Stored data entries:
§ §
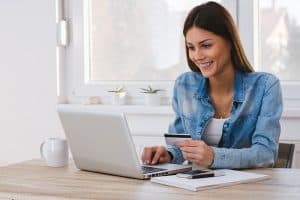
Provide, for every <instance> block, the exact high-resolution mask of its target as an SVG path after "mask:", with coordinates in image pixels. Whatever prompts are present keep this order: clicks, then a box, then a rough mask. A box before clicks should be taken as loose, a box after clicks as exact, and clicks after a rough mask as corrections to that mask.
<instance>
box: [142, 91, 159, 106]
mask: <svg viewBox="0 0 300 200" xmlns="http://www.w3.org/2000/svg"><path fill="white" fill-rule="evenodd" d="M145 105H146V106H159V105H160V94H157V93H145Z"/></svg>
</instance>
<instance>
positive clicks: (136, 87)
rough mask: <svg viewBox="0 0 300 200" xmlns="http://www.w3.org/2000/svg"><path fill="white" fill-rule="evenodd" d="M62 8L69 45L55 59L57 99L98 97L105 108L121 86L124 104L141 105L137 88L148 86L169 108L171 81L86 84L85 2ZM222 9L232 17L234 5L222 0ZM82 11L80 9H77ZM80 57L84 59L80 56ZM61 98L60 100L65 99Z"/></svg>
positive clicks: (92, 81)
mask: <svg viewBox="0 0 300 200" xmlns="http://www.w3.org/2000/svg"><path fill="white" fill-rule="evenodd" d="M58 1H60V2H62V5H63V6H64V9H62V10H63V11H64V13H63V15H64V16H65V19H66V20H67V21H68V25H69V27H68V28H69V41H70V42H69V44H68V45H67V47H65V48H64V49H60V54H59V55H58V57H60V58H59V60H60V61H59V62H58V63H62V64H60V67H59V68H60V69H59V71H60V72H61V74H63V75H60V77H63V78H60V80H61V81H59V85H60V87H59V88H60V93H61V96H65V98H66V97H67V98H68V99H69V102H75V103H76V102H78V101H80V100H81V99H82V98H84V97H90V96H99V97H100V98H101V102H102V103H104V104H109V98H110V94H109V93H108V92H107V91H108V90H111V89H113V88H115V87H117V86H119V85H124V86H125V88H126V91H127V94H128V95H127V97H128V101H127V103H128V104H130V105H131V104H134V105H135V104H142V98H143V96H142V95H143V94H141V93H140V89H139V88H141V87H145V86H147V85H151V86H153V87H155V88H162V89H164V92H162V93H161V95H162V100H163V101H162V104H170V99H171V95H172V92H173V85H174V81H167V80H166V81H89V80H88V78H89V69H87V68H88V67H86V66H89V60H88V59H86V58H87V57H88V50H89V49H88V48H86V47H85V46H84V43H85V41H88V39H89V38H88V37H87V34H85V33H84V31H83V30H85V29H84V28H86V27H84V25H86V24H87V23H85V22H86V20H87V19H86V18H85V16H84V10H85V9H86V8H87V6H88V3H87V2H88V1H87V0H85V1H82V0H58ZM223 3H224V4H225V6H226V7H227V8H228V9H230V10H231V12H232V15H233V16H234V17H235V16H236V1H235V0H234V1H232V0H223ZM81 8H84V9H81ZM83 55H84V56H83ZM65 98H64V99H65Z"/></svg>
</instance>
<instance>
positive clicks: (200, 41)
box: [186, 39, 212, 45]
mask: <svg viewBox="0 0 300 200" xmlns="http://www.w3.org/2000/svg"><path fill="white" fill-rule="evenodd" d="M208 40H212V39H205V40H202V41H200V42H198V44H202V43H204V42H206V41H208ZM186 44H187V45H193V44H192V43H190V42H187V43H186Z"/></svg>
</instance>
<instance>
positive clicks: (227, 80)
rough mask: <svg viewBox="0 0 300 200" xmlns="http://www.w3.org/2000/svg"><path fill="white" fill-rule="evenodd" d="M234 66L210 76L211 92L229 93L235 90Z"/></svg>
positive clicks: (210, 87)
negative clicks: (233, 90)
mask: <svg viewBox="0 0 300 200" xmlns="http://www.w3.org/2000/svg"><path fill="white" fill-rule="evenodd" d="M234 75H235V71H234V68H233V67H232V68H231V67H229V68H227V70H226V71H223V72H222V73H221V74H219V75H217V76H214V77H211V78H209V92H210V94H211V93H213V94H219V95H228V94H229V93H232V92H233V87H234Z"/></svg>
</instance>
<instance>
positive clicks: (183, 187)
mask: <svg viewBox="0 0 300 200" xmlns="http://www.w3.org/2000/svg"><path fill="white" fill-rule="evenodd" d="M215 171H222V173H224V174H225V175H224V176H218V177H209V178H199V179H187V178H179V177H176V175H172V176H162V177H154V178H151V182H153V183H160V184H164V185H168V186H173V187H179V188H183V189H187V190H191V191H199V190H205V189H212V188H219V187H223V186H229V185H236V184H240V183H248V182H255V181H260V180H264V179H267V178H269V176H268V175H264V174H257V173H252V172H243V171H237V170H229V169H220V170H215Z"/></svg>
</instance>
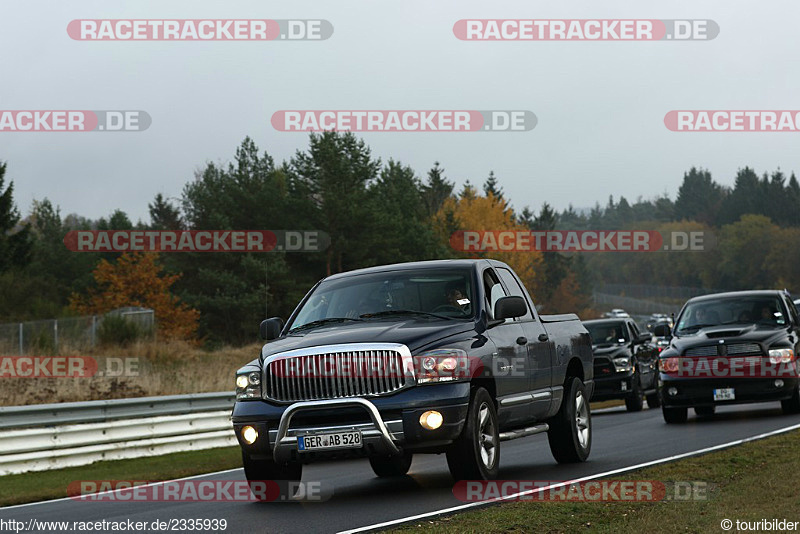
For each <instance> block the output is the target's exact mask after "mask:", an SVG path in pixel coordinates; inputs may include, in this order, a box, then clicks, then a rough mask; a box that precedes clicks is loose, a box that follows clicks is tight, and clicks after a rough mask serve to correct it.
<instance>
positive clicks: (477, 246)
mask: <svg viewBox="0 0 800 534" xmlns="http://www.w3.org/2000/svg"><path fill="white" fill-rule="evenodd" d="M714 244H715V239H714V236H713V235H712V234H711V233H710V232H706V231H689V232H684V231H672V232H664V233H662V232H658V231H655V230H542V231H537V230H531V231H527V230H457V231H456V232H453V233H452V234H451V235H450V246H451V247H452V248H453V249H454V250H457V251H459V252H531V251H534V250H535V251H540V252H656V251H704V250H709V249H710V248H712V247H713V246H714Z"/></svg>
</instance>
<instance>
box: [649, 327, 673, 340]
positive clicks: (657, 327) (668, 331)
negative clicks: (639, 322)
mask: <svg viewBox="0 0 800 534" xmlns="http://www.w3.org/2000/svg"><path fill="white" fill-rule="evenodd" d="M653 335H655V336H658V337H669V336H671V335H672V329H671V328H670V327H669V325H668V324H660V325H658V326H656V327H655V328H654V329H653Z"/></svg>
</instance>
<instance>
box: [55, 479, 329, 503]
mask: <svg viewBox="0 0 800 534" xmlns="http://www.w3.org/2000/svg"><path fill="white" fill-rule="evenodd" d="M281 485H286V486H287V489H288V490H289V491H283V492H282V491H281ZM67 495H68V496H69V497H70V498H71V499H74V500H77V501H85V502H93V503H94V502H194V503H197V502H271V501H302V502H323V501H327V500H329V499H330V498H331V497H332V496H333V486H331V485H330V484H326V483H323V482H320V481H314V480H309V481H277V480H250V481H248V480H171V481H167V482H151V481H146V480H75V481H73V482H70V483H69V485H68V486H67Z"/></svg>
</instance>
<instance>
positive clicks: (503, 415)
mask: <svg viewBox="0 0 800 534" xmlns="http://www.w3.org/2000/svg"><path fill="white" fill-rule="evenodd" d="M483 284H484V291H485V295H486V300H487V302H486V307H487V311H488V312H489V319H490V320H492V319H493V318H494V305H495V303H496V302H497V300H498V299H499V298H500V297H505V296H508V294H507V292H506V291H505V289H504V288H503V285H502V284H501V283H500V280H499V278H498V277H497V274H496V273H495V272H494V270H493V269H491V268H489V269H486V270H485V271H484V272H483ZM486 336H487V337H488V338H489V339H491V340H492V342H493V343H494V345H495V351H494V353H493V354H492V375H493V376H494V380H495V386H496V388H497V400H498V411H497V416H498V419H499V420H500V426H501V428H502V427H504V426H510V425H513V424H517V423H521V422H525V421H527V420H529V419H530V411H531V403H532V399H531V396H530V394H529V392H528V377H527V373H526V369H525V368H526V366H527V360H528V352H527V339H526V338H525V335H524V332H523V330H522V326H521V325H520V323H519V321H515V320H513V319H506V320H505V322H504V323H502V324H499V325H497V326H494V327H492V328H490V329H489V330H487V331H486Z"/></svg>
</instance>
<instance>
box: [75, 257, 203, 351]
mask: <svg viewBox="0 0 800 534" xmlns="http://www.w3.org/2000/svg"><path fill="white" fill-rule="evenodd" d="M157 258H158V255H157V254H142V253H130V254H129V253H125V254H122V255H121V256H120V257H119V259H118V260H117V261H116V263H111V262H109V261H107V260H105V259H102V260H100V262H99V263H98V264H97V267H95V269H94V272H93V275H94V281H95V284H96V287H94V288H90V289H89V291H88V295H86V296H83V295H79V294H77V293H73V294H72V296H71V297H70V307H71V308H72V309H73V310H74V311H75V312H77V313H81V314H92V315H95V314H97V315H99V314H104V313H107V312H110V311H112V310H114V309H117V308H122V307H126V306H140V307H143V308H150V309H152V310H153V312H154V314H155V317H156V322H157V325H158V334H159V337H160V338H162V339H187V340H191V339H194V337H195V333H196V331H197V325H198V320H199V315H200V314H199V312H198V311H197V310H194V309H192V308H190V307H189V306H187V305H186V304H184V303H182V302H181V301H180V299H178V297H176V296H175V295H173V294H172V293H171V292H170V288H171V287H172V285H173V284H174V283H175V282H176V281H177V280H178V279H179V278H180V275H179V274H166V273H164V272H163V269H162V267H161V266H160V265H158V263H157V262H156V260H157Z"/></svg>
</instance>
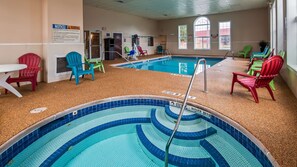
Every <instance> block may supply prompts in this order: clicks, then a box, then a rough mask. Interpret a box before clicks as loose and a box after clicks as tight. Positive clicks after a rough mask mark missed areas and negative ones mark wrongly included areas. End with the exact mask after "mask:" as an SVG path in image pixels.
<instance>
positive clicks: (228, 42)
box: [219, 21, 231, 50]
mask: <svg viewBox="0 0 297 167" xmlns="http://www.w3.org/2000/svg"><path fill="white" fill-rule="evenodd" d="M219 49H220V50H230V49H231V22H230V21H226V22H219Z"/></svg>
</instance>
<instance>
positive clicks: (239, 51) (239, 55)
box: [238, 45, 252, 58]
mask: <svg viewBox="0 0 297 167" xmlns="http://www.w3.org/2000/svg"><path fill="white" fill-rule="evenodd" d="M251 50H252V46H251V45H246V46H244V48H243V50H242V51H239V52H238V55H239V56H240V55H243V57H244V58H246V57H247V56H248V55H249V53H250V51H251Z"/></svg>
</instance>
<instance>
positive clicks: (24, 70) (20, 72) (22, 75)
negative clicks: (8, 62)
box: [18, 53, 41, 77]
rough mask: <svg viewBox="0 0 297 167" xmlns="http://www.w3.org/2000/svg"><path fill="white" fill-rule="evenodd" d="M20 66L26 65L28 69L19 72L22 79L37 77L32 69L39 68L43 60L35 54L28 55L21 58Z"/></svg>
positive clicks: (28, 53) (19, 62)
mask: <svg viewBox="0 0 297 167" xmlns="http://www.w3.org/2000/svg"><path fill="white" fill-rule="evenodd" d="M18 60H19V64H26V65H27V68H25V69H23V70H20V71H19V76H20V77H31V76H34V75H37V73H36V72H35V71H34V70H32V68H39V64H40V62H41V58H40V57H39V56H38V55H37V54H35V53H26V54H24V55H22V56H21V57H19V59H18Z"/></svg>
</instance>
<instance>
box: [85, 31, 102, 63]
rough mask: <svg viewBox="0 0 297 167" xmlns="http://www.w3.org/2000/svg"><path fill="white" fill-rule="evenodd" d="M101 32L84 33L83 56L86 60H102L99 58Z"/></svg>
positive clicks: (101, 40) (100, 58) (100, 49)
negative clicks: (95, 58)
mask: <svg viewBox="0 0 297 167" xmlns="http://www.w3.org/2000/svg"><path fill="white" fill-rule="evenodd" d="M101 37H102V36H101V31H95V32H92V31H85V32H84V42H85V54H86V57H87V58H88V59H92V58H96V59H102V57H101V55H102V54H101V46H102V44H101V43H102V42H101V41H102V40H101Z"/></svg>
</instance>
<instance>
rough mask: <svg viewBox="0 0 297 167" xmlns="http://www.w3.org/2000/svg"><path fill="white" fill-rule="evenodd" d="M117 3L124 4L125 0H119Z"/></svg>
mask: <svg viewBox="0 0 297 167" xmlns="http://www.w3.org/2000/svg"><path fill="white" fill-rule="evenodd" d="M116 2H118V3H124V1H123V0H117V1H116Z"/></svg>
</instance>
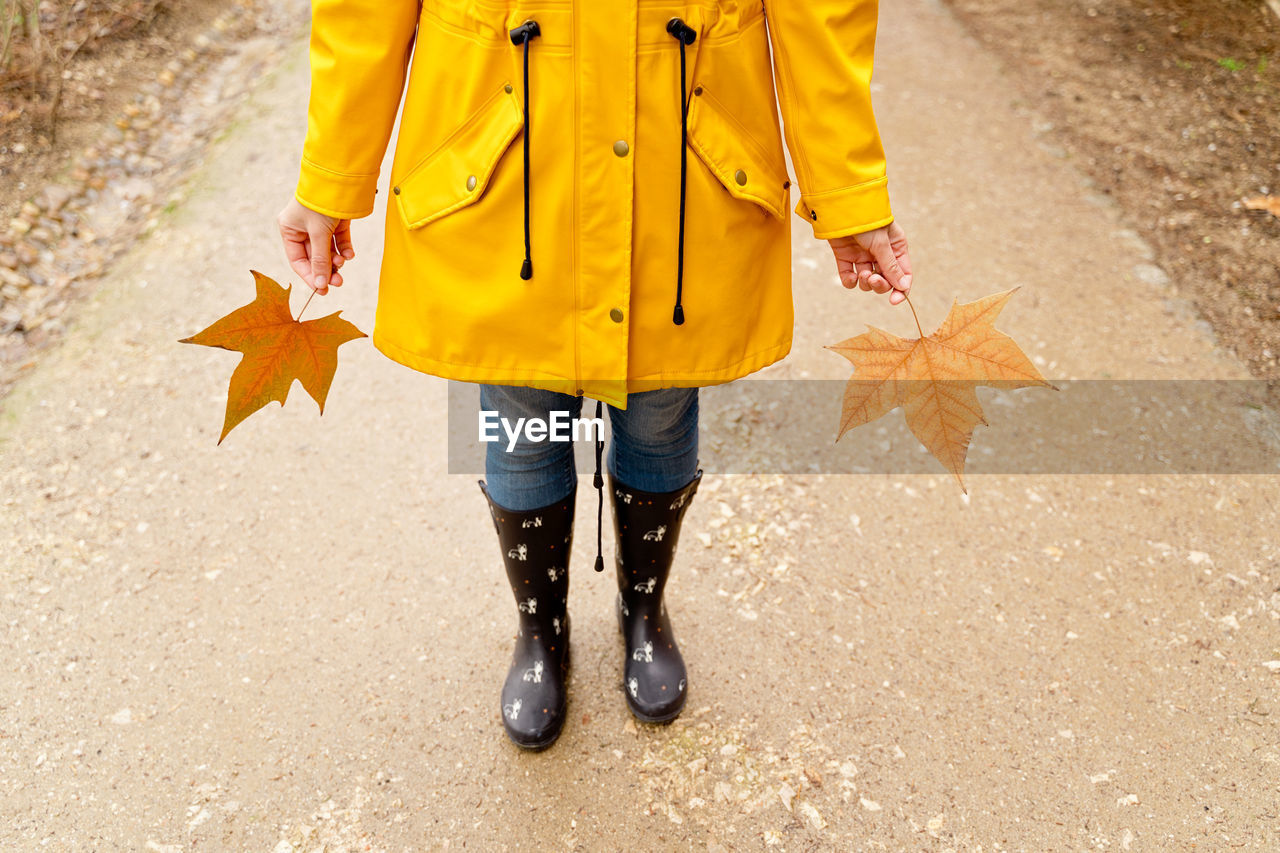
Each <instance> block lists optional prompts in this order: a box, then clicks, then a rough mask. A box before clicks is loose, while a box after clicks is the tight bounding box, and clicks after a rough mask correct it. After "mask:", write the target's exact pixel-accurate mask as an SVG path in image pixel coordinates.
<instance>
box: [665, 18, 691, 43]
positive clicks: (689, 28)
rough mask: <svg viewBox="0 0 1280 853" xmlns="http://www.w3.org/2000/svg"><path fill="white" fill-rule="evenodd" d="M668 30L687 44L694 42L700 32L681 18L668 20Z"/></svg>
§ §
» **EXERCISE**
Reproduce the lines above word for word, from the first of them through the line containing "box: [142, 91, 159, 106]", with both ends included. Leave the pictures out of your answer.

» **YOUR RESPONSE**
Provide, for every <instance> block, the exact high-resolution mask of its target as an SVG path after "mask:", with coordinates in image pixels. Whatever prompts are present keep this order: clicks, then a box, then a rough mask. A box before clicks should be taken as loose, a box after clicks as exact, and clicks after a rough mask as corrections to that mask.
<instance>
box: [142, 91, 159, 106]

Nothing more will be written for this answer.